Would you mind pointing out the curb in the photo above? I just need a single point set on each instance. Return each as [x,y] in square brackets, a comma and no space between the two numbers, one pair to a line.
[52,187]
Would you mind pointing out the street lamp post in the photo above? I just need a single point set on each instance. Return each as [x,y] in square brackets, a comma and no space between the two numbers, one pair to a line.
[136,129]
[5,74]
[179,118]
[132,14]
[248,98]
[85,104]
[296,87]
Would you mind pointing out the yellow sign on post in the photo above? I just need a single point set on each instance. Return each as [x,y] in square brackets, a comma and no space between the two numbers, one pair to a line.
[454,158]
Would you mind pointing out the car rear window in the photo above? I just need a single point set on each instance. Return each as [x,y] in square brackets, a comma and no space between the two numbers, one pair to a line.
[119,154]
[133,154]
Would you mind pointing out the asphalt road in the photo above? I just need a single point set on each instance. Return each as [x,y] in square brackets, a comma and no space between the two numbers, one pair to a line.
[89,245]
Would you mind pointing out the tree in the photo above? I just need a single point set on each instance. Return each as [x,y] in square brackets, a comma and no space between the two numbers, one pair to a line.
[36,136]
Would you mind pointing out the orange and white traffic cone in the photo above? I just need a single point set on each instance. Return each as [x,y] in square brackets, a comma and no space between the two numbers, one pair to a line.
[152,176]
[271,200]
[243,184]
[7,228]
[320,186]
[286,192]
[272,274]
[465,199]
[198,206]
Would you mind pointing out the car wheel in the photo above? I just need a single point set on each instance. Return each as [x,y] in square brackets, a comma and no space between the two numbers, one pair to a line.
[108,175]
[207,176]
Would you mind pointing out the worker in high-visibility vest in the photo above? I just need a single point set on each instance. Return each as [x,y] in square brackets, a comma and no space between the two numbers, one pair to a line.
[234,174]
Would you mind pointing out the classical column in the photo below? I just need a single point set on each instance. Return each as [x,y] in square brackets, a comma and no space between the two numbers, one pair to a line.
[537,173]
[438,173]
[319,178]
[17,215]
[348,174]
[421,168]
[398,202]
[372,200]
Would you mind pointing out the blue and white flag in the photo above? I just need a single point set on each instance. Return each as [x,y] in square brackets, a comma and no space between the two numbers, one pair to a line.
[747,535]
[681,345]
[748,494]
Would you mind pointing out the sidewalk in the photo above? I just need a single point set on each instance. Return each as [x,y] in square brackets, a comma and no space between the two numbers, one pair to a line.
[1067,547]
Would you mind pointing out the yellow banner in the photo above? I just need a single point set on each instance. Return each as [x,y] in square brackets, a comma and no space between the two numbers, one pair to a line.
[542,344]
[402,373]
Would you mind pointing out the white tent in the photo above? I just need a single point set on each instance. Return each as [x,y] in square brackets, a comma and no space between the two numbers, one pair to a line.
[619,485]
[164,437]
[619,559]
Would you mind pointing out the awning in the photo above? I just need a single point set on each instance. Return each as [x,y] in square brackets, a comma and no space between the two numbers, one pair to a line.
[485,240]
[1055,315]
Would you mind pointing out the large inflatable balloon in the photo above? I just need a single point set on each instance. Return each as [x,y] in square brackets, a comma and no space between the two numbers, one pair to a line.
★ ★ ★ ★
Copy every line from the one containing "Would you mind pointing out the sidewalk" through the end of the entries, adding -96 to each x and y coordinate in the bracketed point pairs and leaving all other text unchanged.

**Result:**
Would you mind pointing out the sidewalk in the photo above? I just need a single point set on each instance. Return each as [x,y] in square brackets, a comma and no space between the two numbers, one pair to a line.
[971,451]
Would you mind pointing out the yellow banner in the photo above? I just need a single point set on each instance. Return each as [x,y] in square brackets, a comma and no space between the two numbers, one pair to a line.
[446,248]
[306,277]
Would you mind pointing out the white tent in the photo above? I just need a single point set on each instance. Return each as [x,y] in square brackets, a comma and no space between the two numbers, one pair to a line.
[523,389]
[68,341]
[523,463]
Would you mind pointing out the awning in the photo above? I just need a single point set on each instance. Return each as [x,y] in square brackets, a comma and no space between the two numbers, one pair to a line.
[389,144]
[959,219]
Would you mind pointing out the large inflatable balloon in the photo above? I just need a single point set on each instance. Return each as [x,y] in square brackets, a comma and no space between the two numbers, one pair to a line.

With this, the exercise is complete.